> **Given request**:
Rewrite the entries below as a numbered list with one item per line. Drop blank lines and omit the pictures.

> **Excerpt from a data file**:

--

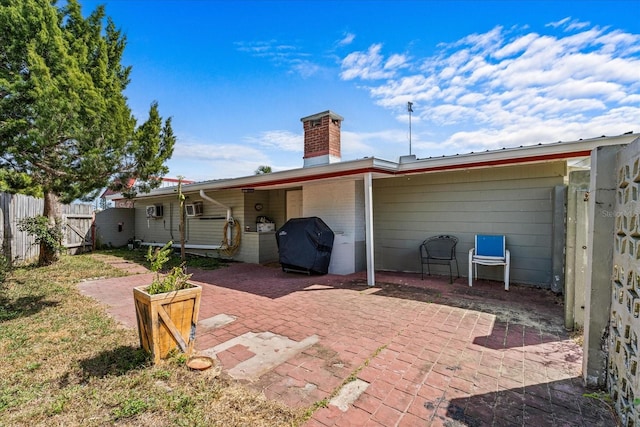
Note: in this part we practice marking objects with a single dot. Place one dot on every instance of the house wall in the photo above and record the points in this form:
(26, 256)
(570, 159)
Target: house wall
(516, 201)
(114, 227)
(204, 230)
(340, 204)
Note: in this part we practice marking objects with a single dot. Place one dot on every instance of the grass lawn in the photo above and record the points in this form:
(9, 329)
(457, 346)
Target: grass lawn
(65, 362)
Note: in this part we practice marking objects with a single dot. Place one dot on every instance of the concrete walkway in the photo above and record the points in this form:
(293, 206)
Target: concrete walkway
(423, 353)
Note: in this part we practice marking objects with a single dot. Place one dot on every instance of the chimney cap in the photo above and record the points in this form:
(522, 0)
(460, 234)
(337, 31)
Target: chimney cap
(317, 116)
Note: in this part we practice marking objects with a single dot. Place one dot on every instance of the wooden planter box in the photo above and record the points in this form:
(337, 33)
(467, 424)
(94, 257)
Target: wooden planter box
(167, 321)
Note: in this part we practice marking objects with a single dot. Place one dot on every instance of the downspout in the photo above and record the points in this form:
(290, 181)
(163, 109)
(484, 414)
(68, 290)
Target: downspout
(230, 221)
(368, 218)
(215, 202)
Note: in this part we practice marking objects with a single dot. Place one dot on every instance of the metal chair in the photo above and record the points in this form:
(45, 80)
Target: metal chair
(439, 250)
(490, 250)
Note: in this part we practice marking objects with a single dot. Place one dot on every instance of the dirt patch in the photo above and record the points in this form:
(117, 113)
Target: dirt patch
(508, 307)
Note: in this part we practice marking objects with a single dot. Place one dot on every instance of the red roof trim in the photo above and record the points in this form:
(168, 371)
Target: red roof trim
(501, 162)
(337, 174)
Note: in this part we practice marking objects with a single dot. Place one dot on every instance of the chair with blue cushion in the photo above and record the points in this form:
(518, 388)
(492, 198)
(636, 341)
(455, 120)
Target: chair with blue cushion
(489, 250)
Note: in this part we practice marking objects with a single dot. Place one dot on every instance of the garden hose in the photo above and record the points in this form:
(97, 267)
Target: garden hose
(230, 249)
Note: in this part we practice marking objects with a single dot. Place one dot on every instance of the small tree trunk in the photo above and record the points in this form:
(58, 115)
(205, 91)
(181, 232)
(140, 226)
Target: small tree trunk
(52, 212)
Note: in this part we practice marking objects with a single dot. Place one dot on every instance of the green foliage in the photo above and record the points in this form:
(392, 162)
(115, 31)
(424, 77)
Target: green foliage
(64, 118)
(175, 280)
(5, 267)
(14, 182)
(130, 408)
(43, 232)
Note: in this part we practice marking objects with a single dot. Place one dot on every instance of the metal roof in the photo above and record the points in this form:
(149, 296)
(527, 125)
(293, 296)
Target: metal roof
(383, 168)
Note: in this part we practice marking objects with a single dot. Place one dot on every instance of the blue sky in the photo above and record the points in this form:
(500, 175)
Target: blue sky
(237, 76)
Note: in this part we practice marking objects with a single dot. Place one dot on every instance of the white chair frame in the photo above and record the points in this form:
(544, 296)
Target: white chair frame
(476, 258)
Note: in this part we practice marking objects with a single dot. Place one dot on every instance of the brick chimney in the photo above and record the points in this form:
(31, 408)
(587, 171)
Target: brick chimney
(321, 138)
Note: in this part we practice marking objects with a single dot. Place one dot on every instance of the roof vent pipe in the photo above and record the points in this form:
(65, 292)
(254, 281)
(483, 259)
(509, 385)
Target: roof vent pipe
(215, 202)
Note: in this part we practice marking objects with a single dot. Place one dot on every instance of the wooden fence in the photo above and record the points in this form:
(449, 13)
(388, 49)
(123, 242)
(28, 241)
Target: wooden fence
(20, 248)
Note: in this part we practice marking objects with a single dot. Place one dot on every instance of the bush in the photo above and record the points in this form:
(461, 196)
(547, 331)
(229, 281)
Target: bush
(5, 266)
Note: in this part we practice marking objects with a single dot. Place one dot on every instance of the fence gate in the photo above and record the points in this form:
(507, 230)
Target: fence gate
(76, 229)
(19, 247)
(624, 329)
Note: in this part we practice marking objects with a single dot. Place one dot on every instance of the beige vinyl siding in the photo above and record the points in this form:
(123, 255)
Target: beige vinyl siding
(514, 201)
(204, 230)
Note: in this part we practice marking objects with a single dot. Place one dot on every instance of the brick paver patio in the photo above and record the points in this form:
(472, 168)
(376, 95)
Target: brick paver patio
(429, 353)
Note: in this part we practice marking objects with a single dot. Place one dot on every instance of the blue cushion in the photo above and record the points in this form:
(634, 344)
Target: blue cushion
(490, 245)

--

> **Output for this task**:
1. Note: in this part we practice marking objects with a single dot. Place one dot on every instance of the house wall in the photo above and record the points in this form:
2. (26, 256)
3. (570, 159)
4. Target: house wall
5. (516, 201)
6. (114, 227)
7. (204, 230)
8. (340, 204)
9. Note: in this part we practice marking objects with a single dot. Place one dot on every instance of the grass lawn in the photo above and record the points in this form:
10. (9, 329)
11. (457, 346)
12. Target: grass lawn
13. (65, 362)
14. Note: in this part we practice marking objects with a single dot. Place one dot on every instance of the concrete walkway in the photo above and record the points in this form:
15. (293, 206)
16. Target: concrete walkway
17. (423, 353)
18. Note: in this part we practice marking objects with a single dot. Place one dot on every instance of the chimney cap in the photo above and record the points in this form:
19. (522, 0)
20. (460, 234)
21. (337, 31)
22. Target: chimney cap
23. (317, 116)
24. Note: in this part we practice marking objects with a single dot. Place one dot on every instance of the wooden planter box in the photo above and record the points in this form:
25. (337, 33)
26. (467, 424)
27. (94, 257)
28. Target: wooden planter box
29. (167, 321)
30. Note: in this part we practice marking objects with a single dot. Place one dot on every instance of the downspout in the photo above and record the points in this form:
31. (290, 181)
32. (163, 109)
33. (484, 414)
34. (68, 290)
35. Target: downspout
36. (230, 221)
37. (368, 218)
38. (215, 202)
39. Note: in this part we practice marking objects with a single dot. Place one dot on every instance of the metal chair in the photo above and record the points in this form:
40. (45, 80)
41. Target: metal chair
42. (439, 250)
43. (490, 250)
44. Note: in this part we practice marking objects with a single dot. Place one dot on every instance of the dirt patch in the photo above and record the points in this form:
45. (117, 113)
46. Target: dirt patch
47. (508, 307)
48. Note: in this part we practice marking objects with a single dot. Place one dot on every instance of the red roof trim in the photo above and record the points in this form:
49. (168, 371)
50. Target: red roof trim
51. (501, 162)
52. (337, 174)
53. Note: in this part we practice marking objects with a single dot. Place one dot on every instance of the chair with blue cushion in the photo above and record the points in this form:
54. (518, 388)
55. (492, 198)
56. (636, 341)
57. (455, 120)
58. Target: chair with blue cushion
59. (489, 250)
60. Note: in this part we practice marking objects with a single dot. Place one dot on every instance of the garden hose in the photo above and record the points in this form:
61. (97, 267)
62. Target: garden hose
63. (230, 249)
64. Note: in this part we practice marking objects with a single dot. Place one dot on every instance of the small tree trunk in the photo above and record the points in this form:
65. (58, 115)
66. (205, 91)
67. (181, 232)
68. (140, 226)
69. Target: small tree trunk
70. (52, 212)
71. Note: in this part we practice marking objects with a single dot. Place one dot on every instance of the green foliage in the photo above and record the points in this form:
72. (392, 162)
73. (115, 31)
74. (424, 77)
75. Target: green foliage
76. (64, 118)
77. (175, 280)
78. (5, 267)
79. (14, 182)
80. (130, 408)
81. (43, 232)
82. Note: in this part we practice marking objects with a single dot. Place one dot on every instance of the metal roof in the photo above and record the points in this form:
83. (149, 296)
84. (527, 125)
85. (293, 296)
86. Target: metal roof
87. (383, 168)
88. Note: in this part we practice marking objects with a single dot. Place one dot on every instance of the blue sky in the photo above and record the points in this form:
89. (500, 175)
90. Target: blue sky
91. (237, 76)
92. Note: in this part we practice marking objects with a single dot. Place one dot on every instance of the white chair frame in the photo above and record the points in this form:
93. (544, 296)
94. Target: white chair frame
95. (476, 258)
96. Note: in this part we practice marking objects with a single dot. Place one dot on every instance of the brick chimney in the photo above and record the points in this form:
97. (31, 408)
98. (587, 171)
99. Target: brick chimney
100. (321, 138)
101. Note: in this part we practice marking objects with a single dot. Place one dot on every instance of the roof vent pipe in the photo above and record the points in this form:
102. (65, 292)
103. (254, 281)
104. (483, 259)
105. (509, 385)
106. Target: roof vent pipe
107. (215, 202)
108. Note: in this part we practice marking objects with a single dot. Place one dot on every instance of the wooden fence in the photo above and record the points in this form:
109. (449, 13)
110. (388, 49)
111. (123, 242)
112. (28, 241)
113. Target: wooden fence
114. (20, 248)
115. Note: in this part we practice marking objects with a single dot. Place one dot on every instance of the bush in the photo above and record the points in this form:
116. (461, 196)
117. (547, 331)
118. (229, 281)
119. Target: bush
120. (5, 266)
121. Note: in this part we practice marking objects with a single dot. Place one dot on every instance of the fence gate in the photo above and record the points in this form:
122. (507, 230)
123. Target: fence gate
124. (76, 229)
125. (19, 247)
126. (624, 329)
127. Note: in this part we practice marking objects with a single dot. Place one dot on every instance of the beige vinyl siding in the photo above and record the points in this form:
128. (123, 255)
129. Target: beige vinyl siding
130. (514, 201)
131. (204, 230)
132. Note: in this part we practice marking objects with a single dot. Place one dot on every instance of the brick paver patio in the photo above and record the points in this form:
133. (472, 168)
134. (376, 95)
135. Target: brick paver patio
136. (429, 353)
137. Note: in this part we practice marking objects with a single dot. Place one dot on every instance of the blue cushion in the photo above and record the points in this form:
138. (634, 344)
139. Target: blue cushion
140. (490, 245)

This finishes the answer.